◆ Exercises to complete
1. Transcribe the part of the text on vertical wind shear and tropical cyclones that opens with the words containing "The spatial sampling" and closes with "operational TC centers.".
2. Go on with the text on vertical wind shear and tropical cyclones from where it stops.

◆ Text under study

========================================

The spatial sampling of AMVs from satellites resulted in a marked improvement in the depiction of tropical flow fields, with the vast majority of AMVs a result of tracking either upper-tropospheric cirrus clouds or lower-tropospheric trade wind cumulus clouds. It became apparent that the crude methods available to attribute the derived motions to specific pressure altitudes (such as utilizing infrared cloud-top brightness temperatures) were not always reliable. Therefore, all AMVs were assigned pressure heights to approximate the predominant cloud-top occurrences in the tropics: either 850 or 200 hPa. From this information, the 850- and 200-hPa wind analyses became standards in most operational TC centers.
The emergence of animated images from geostationary satellites also illuminated an obvious observational phenomenon: TCs were often sheared apart by prevailing strong upper-tropospheric winds. This was not the first suggestion of the effects that VWS could have on TCs. Weightman (1919), Riehl and Shafer (1944), and Ramage (1959) presented perhaps the earliest ideas on how differential winds aloft could affect the development of storms. Simpson and Riehl (1958) proposed that the ventilation of the TC core by dry environmental air at midlevels could be constrained by VWS. This was followed by studies such as Gray (1968), who hypothesized that VWS could advect the warm upper-level air out of the TC core, hydrostatically raising the minimum sea level pressure. The satellite depiction of TC evolution in terms of cloud structure reinforced these ideas with strong qualitative evidence that VWS had an often controlling effect on TC intensity changes. It was perhaps more compelling than originally thought and stimulated a number of research studies on VWS and TCs over the following decades (Huntley and Diercks 1981; Merrill 1988; Zehr 1992; Jones 1995; DeMaria 1996; Bender 1997; Frank and Ritchie 1999, 2001; Schecter and Montgomery 2007; Riemer et al. 2010; Zeng et al. 2010; and many others). Despite all of these studies, our understanding of how VWS actually works on TC intensity change, and even more basically how we should best define it, remains somewhat elusive.
In most of the above-mentioned studies, both observational and modeling, the environmental VWS was simply represented by taking the vector difference between the 200- and 850-hPa wind analyses from charts or model fields. In the early satellite era, this was considered the best available methodology, given that all of the satellite-derived AMV information was squeezed onto these two pressure levels. It was not until the 1990s that AMV processing became automated and allowed for more sophisticated methods for assigning heights to individual vectors (Schmetz and Holmlund 1992; Nieman et al. 1993; Velden et al. 1998). Despite the increased precision in AMV height assignments, and the resulting spreading of wind information in the vertical, with few exceptions the traditional method of calculating deep-tropospheric VWS by differencing just two levels remains the preferred approach both operationally and in the TC research community.

========================================

◆ Supplied records
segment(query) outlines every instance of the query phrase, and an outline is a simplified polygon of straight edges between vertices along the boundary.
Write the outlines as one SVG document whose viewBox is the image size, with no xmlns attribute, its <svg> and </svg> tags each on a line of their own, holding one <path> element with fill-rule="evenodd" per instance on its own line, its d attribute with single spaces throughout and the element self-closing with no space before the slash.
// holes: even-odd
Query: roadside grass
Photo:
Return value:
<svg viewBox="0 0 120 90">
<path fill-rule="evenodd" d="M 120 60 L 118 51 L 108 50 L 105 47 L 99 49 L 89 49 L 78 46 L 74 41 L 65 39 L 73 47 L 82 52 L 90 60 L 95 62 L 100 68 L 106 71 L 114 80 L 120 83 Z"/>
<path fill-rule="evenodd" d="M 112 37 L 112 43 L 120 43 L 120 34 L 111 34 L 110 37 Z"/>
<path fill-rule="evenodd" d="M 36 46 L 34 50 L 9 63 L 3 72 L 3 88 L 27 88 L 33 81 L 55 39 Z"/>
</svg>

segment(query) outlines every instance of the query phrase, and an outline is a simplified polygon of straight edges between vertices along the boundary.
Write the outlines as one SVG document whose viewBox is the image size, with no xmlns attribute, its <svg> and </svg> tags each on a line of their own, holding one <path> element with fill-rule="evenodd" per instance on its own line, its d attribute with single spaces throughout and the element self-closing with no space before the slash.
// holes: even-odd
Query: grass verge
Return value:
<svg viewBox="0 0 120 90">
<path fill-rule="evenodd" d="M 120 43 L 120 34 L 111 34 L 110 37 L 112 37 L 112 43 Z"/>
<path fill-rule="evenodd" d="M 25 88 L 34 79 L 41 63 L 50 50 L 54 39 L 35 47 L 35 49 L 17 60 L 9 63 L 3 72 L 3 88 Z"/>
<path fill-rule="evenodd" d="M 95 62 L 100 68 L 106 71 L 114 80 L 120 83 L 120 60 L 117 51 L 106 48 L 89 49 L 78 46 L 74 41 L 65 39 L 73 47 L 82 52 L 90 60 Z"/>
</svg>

========================================

◆ Answers below
1.
The spatial sampling of AMVs from satellites resulted in a marked improvement in the depiction of tropical flow fields, with the vast majority of AMVs a result of tracking either upper-tropospheric cirrus clouds or lower-tropospheric trade wind cumulus clouds. It became apparent that the crude methods available to attribute the derived motions to specific pressure altitudes (such as utilizing infrared cloud-top brightness temperatures) were not always reliable. Therefore, all AMVs were assigned pressure heights to approximate the predominant cloud-top occurrences in the tropics: either 850 or 200 hPa. From this information, the 850- and 200-hPa wind analyses became standards in most operational TC centers.

2.
In the late 1990s, the University of Wisconsin Cooperative Institute for Meteorological Satellite Studies (CIMSS) began deriving tropical analyses and diagnostics from locally produced, high-density AMV datasets (Velden et al. 1997, 1998). These analyses were made available in near–real time on the CIMSS tropical cyclones website, and became a popular addition to accessible tropical analyses for both the research and operational TC communities. One diagnostic product that became widely used is the CIMSS shear analysis (Pasch and Velden 1999; Gallina and Velden 2000; Gallina 2002; Rhome et al. 2006), described in more detail in the next section. The principal novelty of the CIMSS approach is that it attempts to take into account some of the vertical wind variability and structure in the VWS calculation. It is not the intent of this study to proclaim this as the best possible approach to calculating VWS for all applications used to assess TC impact, but it does suggest that in many cases it is superior in depicting wind structures affecting TCs than the simple two-level differential that serves as the common contemporary VWS approximation.
Exactly how VWS affects the TC core and intensity is beyond the scope of this paper. However, we can illustrate why the CIMSS approach may be more effective in given environmental wind regimes or, perhaps put another way, why the two-level approach may be oversimplified. Consider the two common vertical wind profiles in the tropics experienced by TCs as presented by Elsberry and Jeffries (1996) and reproduced in Fig. 1. The schematic in Fig. 1a shows a profile with a sharp and strong peak wind concentrated in a shallow layer near the tropopause and relatively light winds throughout the rest of the troposphere, typical of the deep tropics. In contrast, Fig. 1b illustrates a peak wind in the upper troposphere, slowly decreasing with height in a near-linear manner, consistent with flow conditions that might exist poleward of the deep tropics associated with transient midlatitude troughs. They argued that the efficiency of the VWS to tilt the TC core and/or entrain dry air into the core and thereby impact the TC intensity could depend on the profile. While the 200- and 850-hPa wind values (and therefore the traditional two-level VWS calculation) for both profiles above may be similar, the potential for core structure–altering shear effects could be quite different. Further examples are presented in section 4.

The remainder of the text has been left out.